抜粋文:
バックパッカー3日目:フュッセン→ヴュルツブルク

tsukihoshi2009-07-22

  • 悪夢で起床

仕事についてのイヤな夢を見て明け方に目覚めた。妙にリアルだった。仕事のことはすっかり忘れてるつもりなんだけど、やっぱり心のどこか(無意識って奴?)では気になってるんだなあー。

  • 朝食

7時にユーゲントの食堂で朝食。これがあたし的にはめちゃ豪華なビュッフェだった。


↑黒パンにバター、ジャム、チョコレートスプレッド、ハチミツ、何種類ものチーズとハム、濃ゆいヨーグルト、ミューズリー、トマトときゅうり、コーヒー、りんごジュース、などなどが食べ放題。美しい中庭のみどりを眺めながら、おなかいっぱい食べた。

指示 1:
抜粋文から、「バックパッカー3日目:フュッセン→ヴュルツブルク」で始まり「7時にユーゲントの食堂で朝食。これがあたし的にはめちゃ豪華なビュッフェだった。」まで続く部分を一字一句変えずに引用すること。
指示 2:
抜粋文をもとに、次の問いに答えること。
(a) 筆者が明け方に目覚めたのは、どんな夢を見たからか。
(b) 朝食は何時に、どこでとったか。
(c) 朝食を食べながら、筆者は何を眺めていたか。

元データ:

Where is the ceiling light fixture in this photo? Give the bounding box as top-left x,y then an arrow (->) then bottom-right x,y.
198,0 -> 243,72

回答 1:
バックパッカー3日目:フュッセン→ヴュルツブルク

tsukihoshi2009-07-22

  • 悪夢で起床

仕事についてのイヤな夢を見て明け方に目覚めた。妙にリアルだった。仕事のことはすっかり忘れてるつもりなんだけど、やっぱり心のどこか(無意識って奴?)では気になってるんだなあー。

  • 朝食

7時にユーゲントの食堂で朝食。これがあたし的にはめちゃ豪華なビュッフェだった。

回答 2:
(a) 仕事についてのイヤな夢
(b) 7時に、ユーゲントの食堂で
(c) 美しい中庭のみどり